### DIRECTIVE:
Show every line of the rows that holds the string "window", copying each one.

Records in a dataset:
>> start
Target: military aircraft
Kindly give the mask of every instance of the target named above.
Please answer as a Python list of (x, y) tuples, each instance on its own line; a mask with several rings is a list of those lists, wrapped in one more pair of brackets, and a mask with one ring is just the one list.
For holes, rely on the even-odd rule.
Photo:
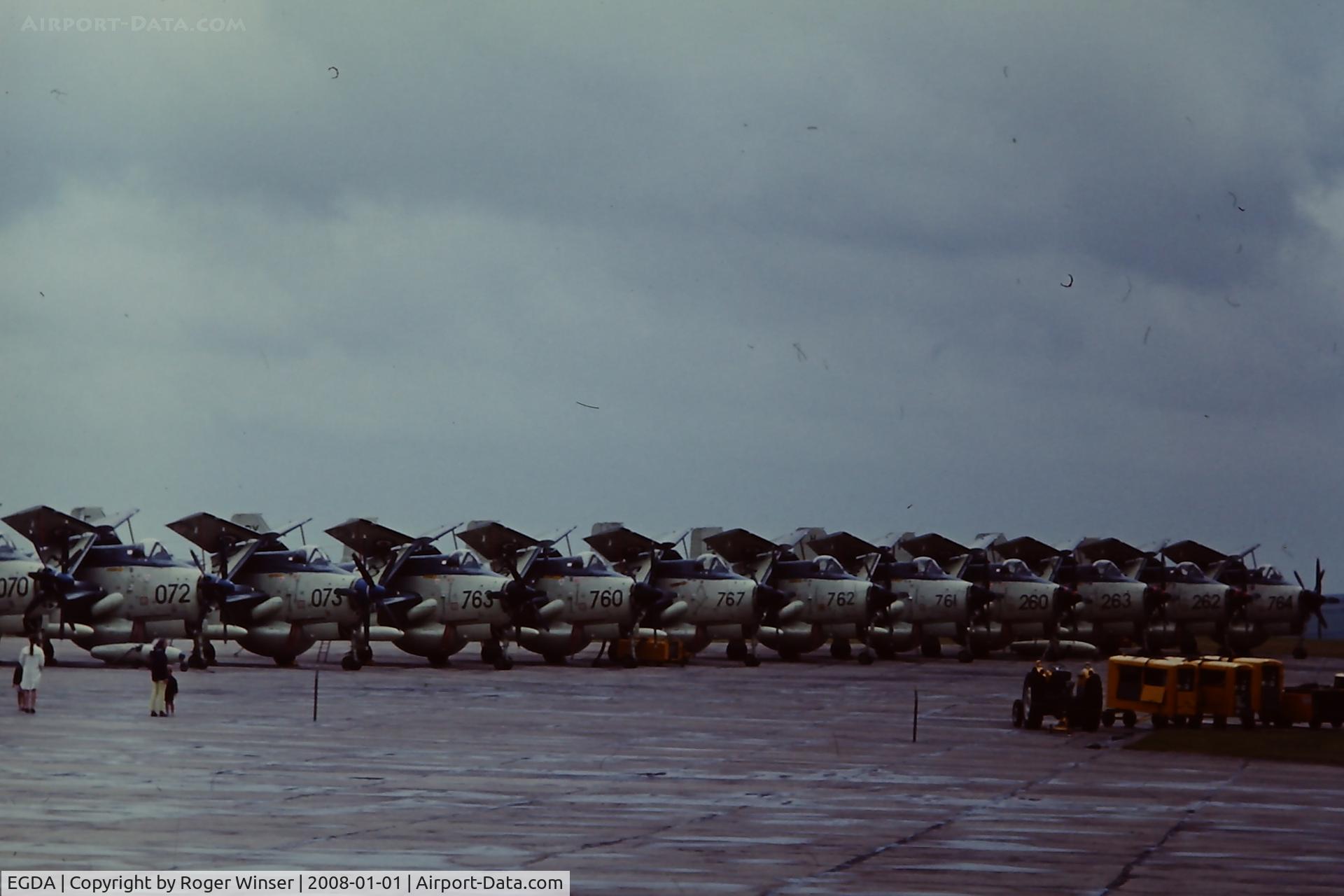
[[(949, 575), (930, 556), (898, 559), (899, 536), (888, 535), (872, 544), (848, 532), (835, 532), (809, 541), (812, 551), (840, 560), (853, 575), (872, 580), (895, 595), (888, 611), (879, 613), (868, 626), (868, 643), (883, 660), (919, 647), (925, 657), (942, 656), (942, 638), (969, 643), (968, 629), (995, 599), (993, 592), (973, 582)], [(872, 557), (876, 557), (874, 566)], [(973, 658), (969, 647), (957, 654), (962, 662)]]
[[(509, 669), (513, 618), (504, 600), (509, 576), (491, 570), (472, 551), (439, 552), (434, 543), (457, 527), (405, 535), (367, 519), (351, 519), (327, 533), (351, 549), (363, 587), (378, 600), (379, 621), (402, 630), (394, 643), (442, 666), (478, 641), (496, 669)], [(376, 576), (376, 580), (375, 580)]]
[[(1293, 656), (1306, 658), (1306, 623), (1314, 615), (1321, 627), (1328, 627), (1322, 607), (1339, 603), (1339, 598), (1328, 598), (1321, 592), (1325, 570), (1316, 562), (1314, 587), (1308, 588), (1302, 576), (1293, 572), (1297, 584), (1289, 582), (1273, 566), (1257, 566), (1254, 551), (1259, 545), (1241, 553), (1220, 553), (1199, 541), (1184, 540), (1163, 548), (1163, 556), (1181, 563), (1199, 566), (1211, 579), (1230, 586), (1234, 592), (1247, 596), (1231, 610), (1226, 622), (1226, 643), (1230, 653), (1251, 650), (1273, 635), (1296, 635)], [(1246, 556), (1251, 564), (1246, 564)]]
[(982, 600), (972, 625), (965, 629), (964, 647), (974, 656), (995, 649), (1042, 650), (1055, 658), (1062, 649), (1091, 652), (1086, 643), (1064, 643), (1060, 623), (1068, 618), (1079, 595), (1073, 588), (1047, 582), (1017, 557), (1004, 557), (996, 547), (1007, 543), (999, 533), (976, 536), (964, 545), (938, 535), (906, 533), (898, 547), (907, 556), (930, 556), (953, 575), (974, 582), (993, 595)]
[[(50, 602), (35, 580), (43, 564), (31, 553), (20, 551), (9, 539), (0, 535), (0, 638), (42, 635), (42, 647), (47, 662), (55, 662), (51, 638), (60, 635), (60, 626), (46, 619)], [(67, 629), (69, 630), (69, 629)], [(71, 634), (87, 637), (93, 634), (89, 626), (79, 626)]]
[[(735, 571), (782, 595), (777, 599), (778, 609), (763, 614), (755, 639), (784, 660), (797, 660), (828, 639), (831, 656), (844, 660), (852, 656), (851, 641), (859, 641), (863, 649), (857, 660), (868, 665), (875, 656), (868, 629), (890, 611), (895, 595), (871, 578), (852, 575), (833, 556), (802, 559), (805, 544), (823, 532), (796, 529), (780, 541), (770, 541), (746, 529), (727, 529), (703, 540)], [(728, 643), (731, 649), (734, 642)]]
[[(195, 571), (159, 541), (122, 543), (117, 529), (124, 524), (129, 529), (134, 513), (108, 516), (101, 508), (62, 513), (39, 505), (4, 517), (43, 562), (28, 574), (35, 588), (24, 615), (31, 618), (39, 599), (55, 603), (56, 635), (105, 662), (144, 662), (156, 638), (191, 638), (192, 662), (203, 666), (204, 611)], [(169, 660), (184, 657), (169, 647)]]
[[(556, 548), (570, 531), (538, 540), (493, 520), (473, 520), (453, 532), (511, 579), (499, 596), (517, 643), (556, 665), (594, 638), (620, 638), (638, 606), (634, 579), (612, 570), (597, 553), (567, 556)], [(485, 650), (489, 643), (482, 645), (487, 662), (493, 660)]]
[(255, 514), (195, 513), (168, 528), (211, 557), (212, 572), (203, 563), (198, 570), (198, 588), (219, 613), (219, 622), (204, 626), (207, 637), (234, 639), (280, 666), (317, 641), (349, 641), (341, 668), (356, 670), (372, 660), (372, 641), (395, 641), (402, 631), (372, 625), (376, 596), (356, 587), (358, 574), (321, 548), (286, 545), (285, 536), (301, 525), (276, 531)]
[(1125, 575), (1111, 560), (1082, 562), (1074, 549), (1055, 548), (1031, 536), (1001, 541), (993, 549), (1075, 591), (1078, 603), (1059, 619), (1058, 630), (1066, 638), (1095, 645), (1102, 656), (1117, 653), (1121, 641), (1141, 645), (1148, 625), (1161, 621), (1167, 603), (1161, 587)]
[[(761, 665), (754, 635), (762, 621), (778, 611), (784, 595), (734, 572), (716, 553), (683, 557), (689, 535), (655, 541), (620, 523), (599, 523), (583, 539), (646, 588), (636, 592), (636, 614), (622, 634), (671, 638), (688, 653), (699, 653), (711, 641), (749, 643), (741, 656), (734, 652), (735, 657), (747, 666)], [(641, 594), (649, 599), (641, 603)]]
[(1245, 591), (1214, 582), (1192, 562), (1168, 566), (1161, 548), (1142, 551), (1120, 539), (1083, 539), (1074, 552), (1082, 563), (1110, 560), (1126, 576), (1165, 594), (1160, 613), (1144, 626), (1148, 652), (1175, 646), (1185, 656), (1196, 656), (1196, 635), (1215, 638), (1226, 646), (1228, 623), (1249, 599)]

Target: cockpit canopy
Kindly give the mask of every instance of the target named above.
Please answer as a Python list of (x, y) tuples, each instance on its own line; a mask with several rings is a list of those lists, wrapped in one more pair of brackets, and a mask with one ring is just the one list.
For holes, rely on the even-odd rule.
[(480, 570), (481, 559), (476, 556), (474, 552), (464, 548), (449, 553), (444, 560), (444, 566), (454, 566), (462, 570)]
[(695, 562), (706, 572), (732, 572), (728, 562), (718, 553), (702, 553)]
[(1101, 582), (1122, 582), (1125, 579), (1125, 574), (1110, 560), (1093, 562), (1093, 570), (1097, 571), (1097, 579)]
>> end
>> start
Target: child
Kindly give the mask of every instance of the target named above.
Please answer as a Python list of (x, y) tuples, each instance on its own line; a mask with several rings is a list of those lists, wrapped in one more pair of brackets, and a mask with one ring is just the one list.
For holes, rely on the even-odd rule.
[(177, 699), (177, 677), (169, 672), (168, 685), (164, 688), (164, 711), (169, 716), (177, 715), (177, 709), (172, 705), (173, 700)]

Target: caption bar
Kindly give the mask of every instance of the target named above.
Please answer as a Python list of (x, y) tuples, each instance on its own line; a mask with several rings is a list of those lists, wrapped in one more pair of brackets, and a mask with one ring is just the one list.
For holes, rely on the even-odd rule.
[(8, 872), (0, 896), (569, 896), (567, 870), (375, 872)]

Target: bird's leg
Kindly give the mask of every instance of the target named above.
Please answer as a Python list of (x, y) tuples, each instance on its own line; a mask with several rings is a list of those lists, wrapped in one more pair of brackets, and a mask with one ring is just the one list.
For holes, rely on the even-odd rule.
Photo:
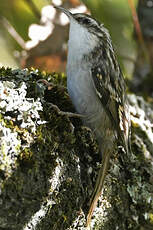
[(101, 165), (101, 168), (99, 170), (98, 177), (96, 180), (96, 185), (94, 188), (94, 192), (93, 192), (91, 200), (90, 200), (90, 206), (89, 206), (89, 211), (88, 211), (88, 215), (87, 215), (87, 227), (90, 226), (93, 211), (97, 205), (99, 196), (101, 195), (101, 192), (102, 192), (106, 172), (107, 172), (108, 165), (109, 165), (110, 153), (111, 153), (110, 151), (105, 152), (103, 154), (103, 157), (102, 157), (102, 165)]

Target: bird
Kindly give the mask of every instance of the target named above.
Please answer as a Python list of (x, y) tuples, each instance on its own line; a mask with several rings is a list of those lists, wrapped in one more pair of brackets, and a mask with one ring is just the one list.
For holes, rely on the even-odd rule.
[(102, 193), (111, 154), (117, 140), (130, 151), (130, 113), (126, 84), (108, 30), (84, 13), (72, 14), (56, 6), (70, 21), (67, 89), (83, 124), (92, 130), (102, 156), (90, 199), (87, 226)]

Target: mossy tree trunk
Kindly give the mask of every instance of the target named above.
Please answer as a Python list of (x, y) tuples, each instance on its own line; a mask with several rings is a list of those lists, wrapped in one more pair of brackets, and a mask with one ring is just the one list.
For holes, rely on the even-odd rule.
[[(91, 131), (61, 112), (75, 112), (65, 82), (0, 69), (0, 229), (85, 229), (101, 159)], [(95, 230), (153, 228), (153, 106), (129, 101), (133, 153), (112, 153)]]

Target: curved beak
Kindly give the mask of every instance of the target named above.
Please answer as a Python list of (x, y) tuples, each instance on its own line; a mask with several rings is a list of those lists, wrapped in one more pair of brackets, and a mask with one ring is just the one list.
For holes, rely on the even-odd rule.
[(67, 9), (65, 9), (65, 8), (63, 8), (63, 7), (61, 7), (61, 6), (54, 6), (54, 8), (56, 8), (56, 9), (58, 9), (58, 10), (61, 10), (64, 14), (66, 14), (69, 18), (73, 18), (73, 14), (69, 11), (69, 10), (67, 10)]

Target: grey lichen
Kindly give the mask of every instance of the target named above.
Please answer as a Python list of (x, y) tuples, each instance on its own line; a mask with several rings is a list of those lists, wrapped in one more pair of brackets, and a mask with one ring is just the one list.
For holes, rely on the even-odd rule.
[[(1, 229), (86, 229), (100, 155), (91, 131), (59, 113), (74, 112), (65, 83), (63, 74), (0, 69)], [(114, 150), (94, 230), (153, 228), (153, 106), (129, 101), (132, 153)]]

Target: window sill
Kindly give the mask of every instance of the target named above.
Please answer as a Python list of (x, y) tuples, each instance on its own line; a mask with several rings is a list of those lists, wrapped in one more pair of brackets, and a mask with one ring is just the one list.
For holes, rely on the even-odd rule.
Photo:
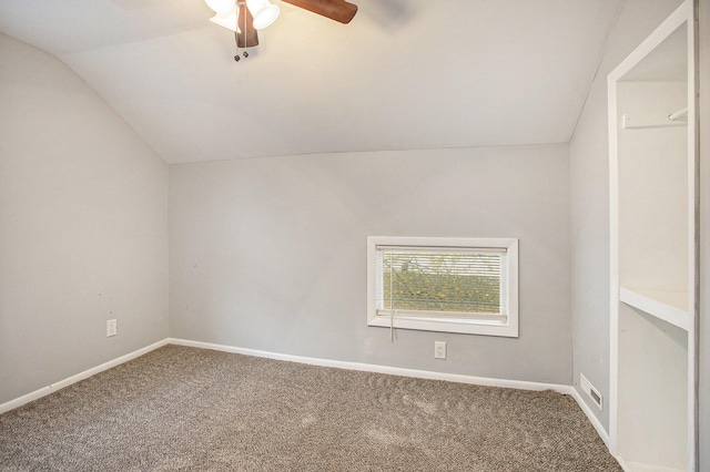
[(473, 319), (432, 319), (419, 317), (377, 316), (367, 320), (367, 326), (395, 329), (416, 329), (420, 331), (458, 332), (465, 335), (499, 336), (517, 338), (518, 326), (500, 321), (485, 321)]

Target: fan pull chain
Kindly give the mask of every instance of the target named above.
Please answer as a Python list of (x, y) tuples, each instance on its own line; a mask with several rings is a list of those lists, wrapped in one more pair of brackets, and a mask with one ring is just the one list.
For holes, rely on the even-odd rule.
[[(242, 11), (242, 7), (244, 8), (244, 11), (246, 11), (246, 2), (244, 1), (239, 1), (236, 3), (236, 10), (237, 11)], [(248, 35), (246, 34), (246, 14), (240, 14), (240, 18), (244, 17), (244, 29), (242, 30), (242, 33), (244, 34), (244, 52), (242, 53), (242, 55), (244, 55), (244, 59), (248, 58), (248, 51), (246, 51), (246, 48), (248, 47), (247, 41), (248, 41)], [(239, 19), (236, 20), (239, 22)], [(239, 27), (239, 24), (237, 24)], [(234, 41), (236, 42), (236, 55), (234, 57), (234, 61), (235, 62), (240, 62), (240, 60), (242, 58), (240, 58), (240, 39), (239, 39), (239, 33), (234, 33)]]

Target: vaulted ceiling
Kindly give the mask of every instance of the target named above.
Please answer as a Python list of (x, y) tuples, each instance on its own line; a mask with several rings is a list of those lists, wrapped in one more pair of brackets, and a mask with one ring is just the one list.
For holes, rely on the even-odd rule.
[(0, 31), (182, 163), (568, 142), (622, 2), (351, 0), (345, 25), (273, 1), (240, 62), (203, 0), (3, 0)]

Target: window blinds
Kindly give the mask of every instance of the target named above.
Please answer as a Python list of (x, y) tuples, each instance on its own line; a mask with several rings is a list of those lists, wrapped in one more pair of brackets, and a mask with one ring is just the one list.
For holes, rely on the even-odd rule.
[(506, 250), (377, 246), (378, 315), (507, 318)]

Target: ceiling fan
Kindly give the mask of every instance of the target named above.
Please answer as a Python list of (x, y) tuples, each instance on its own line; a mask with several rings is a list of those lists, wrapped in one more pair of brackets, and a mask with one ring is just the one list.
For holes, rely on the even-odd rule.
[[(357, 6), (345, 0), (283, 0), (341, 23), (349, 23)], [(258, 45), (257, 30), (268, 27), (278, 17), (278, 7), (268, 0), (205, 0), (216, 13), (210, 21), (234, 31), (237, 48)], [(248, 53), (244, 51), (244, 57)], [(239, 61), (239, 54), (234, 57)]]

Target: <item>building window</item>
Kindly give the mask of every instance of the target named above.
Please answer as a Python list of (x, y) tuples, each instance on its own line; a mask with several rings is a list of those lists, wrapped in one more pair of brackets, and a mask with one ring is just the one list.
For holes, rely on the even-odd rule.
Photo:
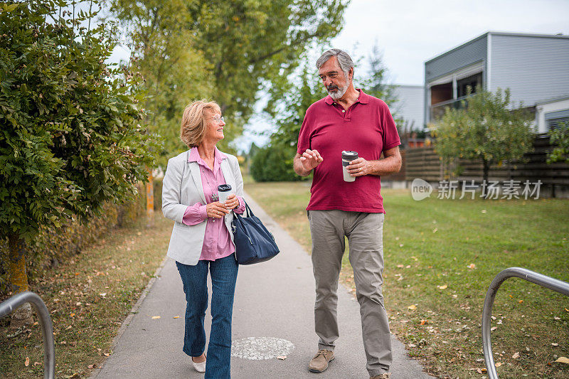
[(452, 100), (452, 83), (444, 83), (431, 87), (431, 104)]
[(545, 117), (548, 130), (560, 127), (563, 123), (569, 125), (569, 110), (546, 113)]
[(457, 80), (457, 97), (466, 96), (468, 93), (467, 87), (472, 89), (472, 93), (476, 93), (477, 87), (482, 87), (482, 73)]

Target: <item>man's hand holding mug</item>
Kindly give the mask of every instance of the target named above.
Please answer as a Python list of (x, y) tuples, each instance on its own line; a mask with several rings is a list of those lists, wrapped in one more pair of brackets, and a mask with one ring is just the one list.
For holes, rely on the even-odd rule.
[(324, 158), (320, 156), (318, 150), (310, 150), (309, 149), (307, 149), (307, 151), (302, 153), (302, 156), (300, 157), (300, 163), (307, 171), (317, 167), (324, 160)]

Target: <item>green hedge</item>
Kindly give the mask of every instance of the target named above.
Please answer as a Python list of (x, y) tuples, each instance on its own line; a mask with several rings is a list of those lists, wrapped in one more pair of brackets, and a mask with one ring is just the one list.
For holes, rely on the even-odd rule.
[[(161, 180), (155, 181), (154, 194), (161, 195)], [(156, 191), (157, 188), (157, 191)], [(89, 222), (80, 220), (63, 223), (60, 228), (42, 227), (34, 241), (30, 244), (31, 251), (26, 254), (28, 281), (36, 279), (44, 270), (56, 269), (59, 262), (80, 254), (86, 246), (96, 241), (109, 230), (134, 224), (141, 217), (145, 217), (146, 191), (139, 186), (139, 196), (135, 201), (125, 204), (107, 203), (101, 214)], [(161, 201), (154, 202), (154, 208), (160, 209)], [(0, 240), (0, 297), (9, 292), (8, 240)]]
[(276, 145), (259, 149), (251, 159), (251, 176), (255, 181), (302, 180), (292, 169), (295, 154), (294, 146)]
>> end
### TASK SOLUTION:
Target: window sill
Target: window blinds
Target: <item>building window</item>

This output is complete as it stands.